**Problem details:** Both the line below containing "Task: the goal" and the line containing "rough mask: <svg", along with every line between them, should be repeated exactly; no other line belongs in the answer.
+++ Excerpted records
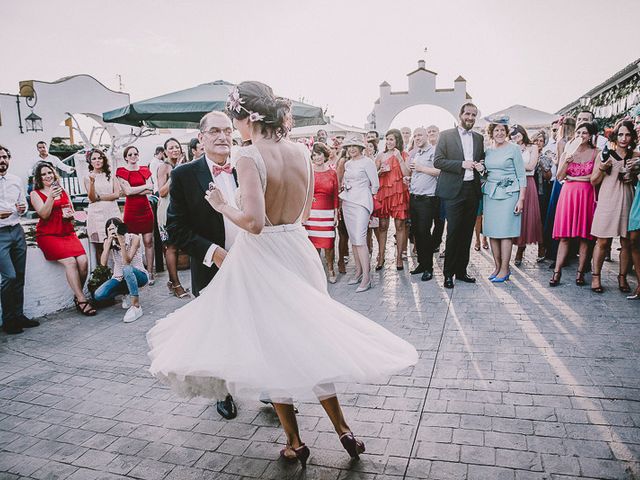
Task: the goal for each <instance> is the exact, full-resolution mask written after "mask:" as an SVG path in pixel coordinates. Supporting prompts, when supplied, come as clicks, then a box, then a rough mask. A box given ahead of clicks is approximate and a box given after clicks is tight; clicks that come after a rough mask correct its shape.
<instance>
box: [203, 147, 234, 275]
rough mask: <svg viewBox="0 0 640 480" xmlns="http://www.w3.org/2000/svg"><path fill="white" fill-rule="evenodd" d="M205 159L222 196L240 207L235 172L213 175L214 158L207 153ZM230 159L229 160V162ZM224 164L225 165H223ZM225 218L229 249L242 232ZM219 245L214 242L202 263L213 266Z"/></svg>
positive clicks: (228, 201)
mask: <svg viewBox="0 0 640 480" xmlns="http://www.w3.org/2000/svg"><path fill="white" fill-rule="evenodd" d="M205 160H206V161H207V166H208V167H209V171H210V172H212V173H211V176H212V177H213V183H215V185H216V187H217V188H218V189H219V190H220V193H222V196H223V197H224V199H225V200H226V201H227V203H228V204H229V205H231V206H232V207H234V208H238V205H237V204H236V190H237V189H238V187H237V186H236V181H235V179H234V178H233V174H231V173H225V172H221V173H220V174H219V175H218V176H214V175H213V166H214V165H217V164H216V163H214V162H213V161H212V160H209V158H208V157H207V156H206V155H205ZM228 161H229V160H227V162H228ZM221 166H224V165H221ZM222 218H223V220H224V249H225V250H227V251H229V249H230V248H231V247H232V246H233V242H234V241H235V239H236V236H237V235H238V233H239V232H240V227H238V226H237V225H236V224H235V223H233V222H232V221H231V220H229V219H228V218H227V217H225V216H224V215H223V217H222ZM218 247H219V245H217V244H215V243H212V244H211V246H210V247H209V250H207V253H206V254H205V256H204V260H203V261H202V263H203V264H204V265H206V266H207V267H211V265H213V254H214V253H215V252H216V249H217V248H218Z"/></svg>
++++++
+++ Excerpted records
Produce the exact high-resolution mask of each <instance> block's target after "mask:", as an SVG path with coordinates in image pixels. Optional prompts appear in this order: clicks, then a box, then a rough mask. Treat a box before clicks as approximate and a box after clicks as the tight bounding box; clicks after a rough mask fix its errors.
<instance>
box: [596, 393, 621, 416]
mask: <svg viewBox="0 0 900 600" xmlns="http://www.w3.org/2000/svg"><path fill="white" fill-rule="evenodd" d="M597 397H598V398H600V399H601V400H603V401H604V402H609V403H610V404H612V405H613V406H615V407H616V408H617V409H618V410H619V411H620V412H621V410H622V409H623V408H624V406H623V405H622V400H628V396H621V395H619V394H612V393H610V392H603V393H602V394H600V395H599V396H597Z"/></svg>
++++++
**Expected answer:**
Task: the goal for each <instance> is the exact, full-resolution mask written after "mask:" as an SVG path in pixel coordinates. Supporting prompts, when supplied, come as clicks, then a box, then a rough mask. A box given ahead of clicks is approximate and a box given after clicks is tight; clicks that come after a rough mask correct its shape.
<instance>
box: [203, 147, 234, 275]
rough mask: <svg viewBox="0 0 640 480" xmlns="http://www.w3.org/2000/svg"><path fill="white" fill-rule="evenodd" d="M205 159L222 196L240 207L235 172L213 175L214 158L207 153ZM230 159L229 160V162ZM224 164L225 165H223ZM225 218L229 249L242 232ZM219 245L214 242L202 263L213 266Z"/></svg>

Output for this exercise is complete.